## DATA SHOWN
_ _ _ _

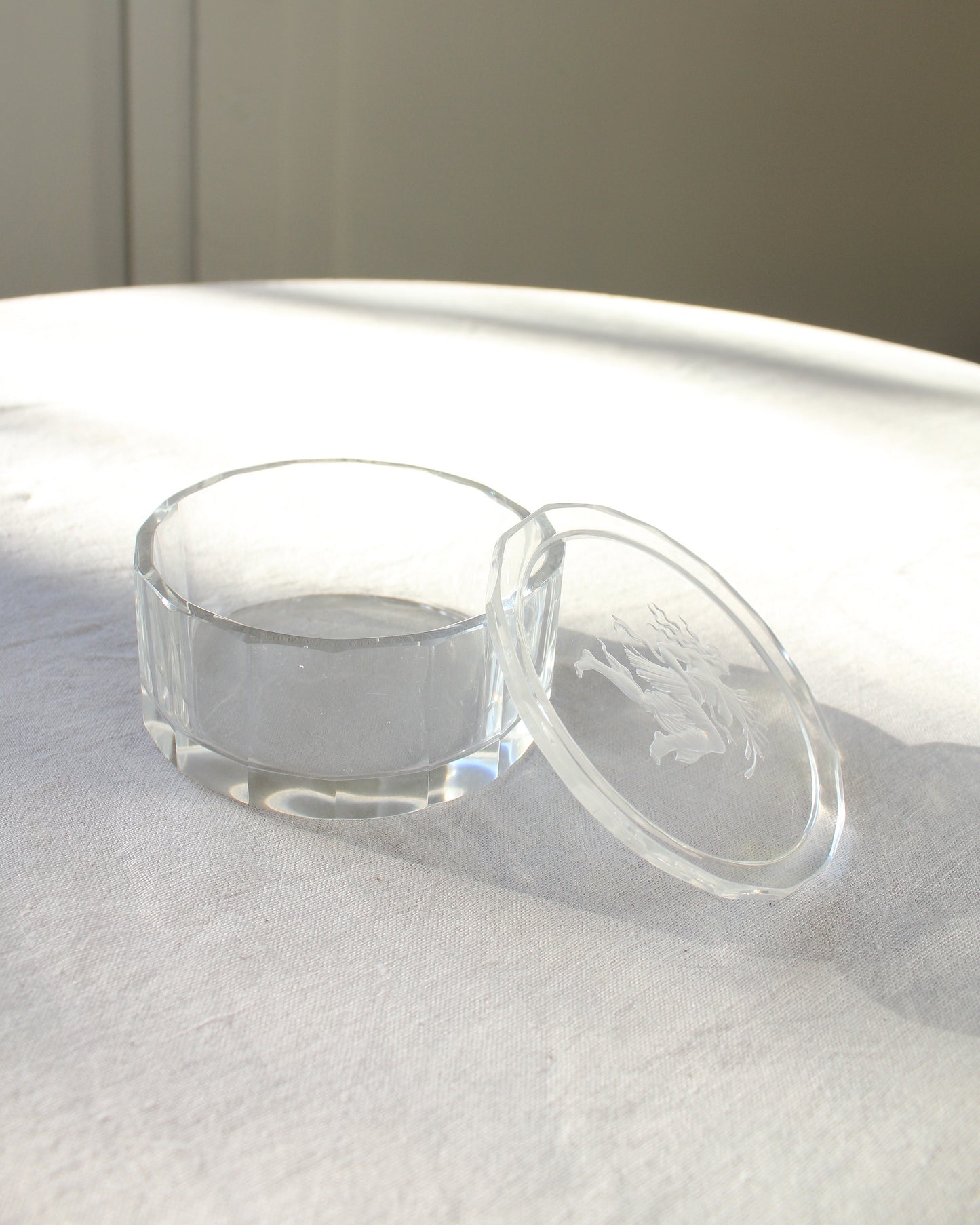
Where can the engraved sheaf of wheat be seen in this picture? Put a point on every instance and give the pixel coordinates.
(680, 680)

_ _ _ _

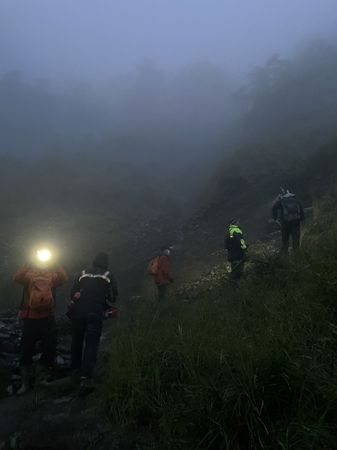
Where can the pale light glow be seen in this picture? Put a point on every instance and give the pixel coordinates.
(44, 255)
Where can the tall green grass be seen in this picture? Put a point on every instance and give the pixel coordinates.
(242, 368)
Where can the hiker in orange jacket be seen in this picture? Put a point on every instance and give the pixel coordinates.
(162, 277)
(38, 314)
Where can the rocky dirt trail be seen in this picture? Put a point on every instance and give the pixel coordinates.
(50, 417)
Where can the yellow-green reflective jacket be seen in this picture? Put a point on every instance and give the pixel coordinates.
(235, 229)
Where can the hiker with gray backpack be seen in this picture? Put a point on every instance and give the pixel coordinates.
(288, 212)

_ _ _ _

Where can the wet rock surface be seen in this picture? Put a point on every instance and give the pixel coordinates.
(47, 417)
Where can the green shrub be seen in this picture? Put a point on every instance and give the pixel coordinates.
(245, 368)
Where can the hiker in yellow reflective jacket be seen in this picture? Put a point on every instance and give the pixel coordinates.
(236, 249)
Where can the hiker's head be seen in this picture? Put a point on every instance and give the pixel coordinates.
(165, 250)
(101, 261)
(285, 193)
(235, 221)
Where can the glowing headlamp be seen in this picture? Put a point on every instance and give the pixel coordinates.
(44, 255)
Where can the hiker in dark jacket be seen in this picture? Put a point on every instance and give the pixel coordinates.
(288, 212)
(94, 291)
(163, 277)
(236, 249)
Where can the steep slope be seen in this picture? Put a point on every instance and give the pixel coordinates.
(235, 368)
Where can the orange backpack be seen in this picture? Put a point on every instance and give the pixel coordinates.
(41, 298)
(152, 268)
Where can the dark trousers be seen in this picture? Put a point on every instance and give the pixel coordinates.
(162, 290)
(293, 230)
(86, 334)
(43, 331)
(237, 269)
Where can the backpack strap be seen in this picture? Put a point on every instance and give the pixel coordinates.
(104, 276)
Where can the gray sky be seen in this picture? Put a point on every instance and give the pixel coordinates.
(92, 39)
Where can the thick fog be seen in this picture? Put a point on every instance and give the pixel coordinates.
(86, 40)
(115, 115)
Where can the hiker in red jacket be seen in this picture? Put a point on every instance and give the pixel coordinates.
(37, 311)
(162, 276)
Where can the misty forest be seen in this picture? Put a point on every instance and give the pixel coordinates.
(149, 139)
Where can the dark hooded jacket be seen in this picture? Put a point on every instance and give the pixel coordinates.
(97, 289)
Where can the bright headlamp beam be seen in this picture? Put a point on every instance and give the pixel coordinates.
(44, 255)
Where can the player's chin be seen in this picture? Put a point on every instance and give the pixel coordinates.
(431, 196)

_ _ _ _

## SHORT TASK
Count the lines of the records that contain the string "gray", matching case exactly, and give only the number.

## THE COMPLETED TASK
2